Some analysts disagree with the FEIS assessment and argue that there is nothing presumed or inevitable about the rate of expansion for the Canadian oil sands.61 This skepticism arises from the observation that oil sands projects face a challenging financial environment, with upfront production costs and price differentials comparatively higher than for other crudes, making new investment sensitive to changes in market fundamentals. They stress that oil market projections and transportation options are rife with uncertainty, and that the proposed Keystone XL Pipeline could have a much more significant impact on expansion if a number of key variables differ from the State Department's projections. These variables include (a) lower global oil prices than projected; (b) higher rail costs than projected; (c) higher new project costs than expected; (d) greater competition from shale oil and tight oil plays; and (e) future carbon pricing or procurement policies in the United States or Canada. They note that several of these variables have already moved against the predictions in the FEIS, most notably a continued period of lower oil prices.62 They contend that any decrease or delay in development could significantly impact the rate of growth in global GHG emissions by allowing more time for the development of energy-efficiency strategies, the promulgation of climate policies, and the deployment of lower-carbon energy technologies.

* [Task goal]: Reproduce the passage on Canadian oil sands expansion word for word and in full.

* [Recorded data]:
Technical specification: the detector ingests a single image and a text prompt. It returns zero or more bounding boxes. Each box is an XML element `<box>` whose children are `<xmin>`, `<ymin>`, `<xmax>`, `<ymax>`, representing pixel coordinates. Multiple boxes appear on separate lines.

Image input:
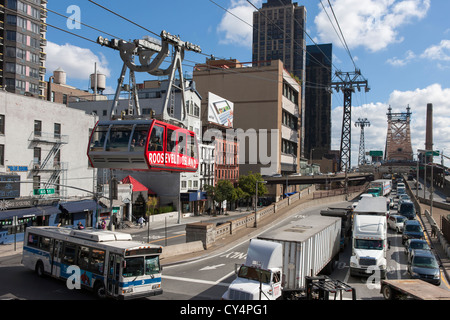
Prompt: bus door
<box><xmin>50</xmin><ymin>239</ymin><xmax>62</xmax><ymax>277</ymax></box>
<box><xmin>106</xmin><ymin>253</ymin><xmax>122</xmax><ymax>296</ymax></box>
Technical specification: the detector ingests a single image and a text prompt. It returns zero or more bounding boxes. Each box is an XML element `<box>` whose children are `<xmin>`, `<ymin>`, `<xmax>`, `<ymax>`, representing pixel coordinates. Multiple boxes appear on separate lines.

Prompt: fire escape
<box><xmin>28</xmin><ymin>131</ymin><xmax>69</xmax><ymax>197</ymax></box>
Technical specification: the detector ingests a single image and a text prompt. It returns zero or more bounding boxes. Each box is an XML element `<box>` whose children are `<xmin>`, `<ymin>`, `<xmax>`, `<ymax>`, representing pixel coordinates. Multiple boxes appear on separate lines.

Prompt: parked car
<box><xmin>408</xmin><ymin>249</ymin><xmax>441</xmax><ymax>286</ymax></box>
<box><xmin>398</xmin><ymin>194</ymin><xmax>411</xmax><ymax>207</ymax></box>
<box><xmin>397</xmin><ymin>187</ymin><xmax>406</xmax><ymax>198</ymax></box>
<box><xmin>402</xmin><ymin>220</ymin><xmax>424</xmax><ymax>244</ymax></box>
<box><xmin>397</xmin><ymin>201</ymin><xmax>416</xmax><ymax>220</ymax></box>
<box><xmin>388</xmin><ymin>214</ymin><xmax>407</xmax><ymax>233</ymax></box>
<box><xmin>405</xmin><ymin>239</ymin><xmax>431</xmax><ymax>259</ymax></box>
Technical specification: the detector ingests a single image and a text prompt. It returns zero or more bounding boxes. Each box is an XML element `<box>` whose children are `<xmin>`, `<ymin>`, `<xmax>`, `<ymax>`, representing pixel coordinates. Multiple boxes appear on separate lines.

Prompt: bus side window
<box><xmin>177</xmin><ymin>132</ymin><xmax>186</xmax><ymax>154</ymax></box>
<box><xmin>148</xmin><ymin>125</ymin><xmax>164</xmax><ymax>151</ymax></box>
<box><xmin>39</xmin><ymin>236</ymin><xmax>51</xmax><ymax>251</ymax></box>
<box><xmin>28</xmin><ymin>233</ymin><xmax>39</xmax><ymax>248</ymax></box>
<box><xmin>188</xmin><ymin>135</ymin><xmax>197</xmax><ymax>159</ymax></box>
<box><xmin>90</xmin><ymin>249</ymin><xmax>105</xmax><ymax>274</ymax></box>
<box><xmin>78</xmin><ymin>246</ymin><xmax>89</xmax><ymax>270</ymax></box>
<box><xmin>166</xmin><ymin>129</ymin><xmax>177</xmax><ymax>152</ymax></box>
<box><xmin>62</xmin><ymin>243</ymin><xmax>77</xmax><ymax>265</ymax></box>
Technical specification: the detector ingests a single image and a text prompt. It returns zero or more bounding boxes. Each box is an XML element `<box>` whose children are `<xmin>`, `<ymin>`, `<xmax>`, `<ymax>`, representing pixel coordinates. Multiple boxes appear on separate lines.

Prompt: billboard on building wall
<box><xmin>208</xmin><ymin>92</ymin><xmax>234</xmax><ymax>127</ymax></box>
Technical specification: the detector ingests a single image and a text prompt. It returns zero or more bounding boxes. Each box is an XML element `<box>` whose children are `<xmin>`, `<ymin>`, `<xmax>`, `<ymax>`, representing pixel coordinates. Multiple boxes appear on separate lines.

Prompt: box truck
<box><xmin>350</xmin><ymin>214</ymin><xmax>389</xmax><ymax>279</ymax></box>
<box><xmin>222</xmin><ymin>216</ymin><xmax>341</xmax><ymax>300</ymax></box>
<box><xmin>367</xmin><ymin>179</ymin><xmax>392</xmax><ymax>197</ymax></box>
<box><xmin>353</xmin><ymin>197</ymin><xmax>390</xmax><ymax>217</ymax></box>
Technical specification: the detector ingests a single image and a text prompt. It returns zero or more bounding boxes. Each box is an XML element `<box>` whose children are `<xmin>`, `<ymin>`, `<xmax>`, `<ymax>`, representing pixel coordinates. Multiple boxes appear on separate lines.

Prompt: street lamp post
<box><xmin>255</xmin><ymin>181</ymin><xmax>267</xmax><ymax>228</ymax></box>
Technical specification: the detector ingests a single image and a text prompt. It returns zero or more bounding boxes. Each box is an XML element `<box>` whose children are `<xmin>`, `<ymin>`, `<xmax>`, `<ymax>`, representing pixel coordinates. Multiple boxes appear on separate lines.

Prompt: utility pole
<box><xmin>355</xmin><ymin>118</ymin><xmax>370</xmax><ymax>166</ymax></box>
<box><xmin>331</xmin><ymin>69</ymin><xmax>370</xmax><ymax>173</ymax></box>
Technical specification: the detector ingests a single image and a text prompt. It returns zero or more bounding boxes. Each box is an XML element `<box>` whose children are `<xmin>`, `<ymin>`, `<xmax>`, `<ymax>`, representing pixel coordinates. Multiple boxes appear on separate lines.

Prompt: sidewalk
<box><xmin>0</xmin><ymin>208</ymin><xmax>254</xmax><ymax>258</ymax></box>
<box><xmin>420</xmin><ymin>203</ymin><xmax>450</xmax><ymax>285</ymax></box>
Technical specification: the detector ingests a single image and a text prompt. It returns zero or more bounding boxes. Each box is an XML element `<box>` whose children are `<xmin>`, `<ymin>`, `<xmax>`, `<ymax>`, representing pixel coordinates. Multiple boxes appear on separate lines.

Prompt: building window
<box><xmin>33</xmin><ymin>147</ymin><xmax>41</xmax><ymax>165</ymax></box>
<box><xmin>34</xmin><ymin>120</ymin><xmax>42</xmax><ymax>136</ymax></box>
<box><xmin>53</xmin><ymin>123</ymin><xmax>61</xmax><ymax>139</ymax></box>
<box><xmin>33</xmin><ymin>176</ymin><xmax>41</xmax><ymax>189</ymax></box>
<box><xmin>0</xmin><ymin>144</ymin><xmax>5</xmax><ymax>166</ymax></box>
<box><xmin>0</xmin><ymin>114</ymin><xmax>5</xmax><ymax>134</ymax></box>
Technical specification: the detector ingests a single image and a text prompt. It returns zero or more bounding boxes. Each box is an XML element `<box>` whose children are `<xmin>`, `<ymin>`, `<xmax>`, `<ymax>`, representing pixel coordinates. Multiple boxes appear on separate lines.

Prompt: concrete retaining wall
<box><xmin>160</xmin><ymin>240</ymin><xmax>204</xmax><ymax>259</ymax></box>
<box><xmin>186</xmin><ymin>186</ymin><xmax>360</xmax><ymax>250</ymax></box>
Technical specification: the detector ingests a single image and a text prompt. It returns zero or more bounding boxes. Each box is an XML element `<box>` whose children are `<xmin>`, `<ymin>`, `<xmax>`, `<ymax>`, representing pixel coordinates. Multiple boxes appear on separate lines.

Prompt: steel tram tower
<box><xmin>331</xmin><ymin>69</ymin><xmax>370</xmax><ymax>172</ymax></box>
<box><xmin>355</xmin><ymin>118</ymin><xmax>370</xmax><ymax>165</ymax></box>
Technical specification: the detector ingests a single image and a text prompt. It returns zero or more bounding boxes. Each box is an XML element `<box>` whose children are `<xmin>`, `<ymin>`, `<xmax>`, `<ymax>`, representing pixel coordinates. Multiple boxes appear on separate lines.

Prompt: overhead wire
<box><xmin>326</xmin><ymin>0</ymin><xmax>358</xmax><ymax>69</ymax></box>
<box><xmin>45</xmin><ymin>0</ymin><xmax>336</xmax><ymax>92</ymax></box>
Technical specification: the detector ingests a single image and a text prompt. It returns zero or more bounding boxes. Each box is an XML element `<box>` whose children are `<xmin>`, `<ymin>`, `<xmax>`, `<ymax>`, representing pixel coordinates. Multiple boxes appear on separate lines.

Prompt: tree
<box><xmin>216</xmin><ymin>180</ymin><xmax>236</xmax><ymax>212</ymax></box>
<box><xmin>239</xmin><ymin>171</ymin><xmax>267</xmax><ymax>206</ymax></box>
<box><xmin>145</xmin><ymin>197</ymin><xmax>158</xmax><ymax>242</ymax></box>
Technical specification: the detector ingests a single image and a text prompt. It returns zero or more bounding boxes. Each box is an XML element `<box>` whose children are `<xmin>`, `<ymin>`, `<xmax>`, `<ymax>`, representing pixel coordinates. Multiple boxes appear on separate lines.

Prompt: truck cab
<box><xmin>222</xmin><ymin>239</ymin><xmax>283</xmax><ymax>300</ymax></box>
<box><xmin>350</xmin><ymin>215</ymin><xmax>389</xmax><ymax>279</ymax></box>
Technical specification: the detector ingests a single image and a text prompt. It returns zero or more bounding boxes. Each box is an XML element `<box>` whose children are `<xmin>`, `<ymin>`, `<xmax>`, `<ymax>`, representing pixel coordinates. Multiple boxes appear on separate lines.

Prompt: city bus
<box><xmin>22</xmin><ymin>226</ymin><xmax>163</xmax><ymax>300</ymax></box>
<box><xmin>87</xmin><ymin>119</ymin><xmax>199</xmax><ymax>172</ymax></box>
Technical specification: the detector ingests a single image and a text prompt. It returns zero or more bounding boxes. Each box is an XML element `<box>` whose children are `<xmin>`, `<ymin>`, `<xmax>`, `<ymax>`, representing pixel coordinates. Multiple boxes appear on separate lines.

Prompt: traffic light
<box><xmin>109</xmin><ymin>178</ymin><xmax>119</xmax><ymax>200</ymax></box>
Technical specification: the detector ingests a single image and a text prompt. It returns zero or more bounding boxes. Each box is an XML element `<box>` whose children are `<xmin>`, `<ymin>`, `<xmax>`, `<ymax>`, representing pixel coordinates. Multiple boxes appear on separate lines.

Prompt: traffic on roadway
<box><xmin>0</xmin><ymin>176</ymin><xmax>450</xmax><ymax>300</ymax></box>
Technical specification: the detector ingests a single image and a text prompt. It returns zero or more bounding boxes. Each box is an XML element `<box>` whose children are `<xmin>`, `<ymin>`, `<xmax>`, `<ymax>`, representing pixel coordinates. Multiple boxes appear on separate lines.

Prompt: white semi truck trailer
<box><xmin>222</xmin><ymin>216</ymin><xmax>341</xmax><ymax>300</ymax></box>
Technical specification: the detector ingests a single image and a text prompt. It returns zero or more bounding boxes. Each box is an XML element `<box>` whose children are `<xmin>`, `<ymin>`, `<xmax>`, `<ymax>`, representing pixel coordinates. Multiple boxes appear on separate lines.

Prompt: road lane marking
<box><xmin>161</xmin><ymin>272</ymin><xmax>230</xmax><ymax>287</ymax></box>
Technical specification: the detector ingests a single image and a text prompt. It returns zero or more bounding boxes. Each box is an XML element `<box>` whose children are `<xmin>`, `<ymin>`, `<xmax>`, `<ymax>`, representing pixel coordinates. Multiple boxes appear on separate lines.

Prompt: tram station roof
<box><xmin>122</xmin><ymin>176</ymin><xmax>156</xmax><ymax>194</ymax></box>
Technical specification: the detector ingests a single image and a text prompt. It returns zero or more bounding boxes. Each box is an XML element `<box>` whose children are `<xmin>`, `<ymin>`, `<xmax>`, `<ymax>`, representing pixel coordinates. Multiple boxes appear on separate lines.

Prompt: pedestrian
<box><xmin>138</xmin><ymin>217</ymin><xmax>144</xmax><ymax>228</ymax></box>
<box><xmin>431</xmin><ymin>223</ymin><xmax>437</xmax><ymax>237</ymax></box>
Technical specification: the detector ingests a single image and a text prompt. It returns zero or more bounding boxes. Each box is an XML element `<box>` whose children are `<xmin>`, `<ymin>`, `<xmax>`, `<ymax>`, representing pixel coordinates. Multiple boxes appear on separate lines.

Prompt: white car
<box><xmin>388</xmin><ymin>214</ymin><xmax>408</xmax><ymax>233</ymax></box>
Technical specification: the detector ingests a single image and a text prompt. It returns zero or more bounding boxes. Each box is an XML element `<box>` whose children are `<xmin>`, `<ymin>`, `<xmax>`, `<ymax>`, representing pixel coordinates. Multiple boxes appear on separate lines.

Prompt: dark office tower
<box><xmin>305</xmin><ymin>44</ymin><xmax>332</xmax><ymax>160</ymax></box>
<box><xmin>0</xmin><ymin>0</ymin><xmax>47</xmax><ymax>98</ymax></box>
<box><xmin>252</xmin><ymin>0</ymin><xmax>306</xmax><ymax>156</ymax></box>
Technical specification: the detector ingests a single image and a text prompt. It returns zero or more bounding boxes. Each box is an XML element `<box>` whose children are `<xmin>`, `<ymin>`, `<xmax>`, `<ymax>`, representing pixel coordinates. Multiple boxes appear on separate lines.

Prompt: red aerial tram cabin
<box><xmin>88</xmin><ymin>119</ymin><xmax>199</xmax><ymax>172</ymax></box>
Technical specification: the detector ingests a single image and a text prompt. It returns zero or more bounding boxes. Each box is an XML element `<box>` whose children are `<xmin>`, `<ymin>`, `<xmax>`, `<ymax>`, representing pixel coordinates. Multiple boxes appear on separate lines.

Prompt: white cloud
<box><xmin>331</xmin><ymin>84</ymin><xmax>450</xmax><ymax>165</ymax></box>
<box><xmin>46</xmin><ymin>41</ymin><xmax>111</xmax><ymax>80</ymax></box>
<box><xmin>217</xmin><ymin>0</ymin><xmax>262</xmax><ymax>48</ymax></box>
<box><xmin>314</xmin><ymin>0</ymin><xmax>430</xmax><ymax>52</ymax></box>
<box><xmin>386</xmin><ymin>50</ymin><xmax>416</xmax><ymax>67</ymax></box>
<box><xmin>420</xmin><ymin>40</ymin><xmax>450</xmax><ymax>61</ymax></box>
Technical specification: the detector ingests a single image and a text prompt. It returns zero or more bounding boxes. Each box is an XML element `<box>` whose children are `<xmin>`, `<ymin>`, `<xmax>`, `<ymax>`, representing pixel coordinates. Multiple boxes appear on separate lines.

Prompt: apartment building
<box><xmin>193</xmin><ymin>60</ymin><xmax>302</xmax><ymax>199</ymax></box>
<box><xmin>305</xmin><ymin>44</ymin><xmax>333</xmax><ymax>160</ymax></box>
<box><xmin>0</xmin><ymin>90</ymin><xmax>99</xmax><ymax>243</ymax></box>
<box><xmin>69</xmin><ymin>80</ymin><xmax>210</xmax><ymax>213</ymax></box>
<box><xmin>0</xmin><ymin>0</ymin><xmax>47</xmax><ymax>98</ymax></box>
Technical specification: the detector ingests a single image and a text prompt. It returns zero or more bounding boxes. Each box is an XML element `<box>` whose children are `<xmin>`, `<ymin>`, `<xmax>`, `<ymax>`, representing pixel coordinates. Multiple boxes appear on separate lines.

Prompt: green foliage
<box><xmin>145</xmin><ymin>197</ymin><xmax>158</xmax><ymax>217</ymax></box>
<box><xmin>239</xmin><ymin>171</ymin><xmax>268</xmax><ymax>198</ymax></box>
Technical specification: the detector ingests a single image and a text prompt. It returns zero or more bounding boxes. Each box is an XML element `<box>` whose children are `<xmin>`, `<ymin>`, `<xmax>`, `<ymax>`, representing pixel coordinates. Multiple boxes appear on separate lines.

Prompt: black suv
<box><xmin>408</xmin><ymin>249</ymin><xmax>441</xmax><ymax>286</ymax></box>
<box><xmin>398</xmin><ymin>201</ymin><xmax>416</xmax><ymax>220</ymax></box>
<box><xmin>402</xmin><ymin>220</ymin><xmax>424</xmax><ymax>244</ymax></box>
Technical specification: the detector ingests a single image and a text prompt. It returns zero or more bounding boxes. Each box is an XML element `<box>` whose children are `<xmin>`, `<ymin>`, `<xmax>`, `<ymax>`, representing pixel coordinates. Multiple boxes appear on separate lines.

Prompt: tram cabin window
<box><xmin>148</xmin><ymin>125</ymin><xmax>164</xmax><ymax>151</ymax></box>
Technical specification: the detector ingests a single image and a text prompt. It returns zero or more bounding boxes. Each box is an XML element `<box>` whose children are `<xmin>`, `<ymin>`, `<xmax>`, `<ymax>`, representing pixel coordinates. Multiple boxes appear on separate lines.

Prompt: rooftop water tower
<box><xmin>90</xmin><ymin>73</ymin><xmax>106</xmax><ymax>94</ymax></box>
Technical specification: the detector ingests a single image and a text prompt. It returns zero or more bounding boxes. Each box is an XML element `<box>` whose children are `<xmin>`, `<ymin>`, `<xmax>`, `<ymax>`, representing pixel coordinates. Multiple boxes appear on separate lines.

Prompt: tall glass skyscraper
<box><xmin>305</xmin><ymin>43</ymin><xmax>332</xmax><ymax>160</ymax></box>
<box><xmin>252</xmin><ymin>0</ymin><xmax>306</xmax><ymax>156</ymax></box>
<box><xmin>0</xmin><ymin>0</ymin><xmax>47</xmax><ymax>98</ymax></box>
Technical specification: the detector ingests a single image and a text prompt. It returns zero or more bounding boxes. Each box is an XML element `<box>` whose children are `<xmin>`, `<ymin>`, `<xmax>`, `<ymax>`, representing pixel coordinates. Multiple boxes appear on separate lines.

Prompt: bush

* [Solution]:
Some analysts disagree with the FEIS assessment and argue that there is nothing presumed or inevitable about the rate of expansion for the Canadian oil sands.61 This skepticism arises from the observation that oil sands projects face a challenging financial environment, with upfront production costs and price differentials comparatively higher than for other crudes, making new investment sensitive to changes in market fundamentals. They stress that oil market projections and transportation options are rife with uncertainty, and that the proposed Keystone XL Pipeline could have a much more significant impact on expansion if a number of key variables differ from the State Department's projections. These variables include (a) lower global oil prices than projected; (b) higher rail costs than projected; (c) higher new project costs than expected; (d) greater competition from shale oil and tight oil plays; and (e) future carbon pricing or procurement policies in the United States or Canada. They note that several of these variables have already moved against the predictions in the FEIS, most notably a continued period of lower oil prices.62 They contend that any decrease or delay in development could significantly impact the rate of growth in global GHG emissions by allowing more time for the development of energy-efficiency strategies, the promulgation of climate policies, and the deployment of lower-carbon energy technologies.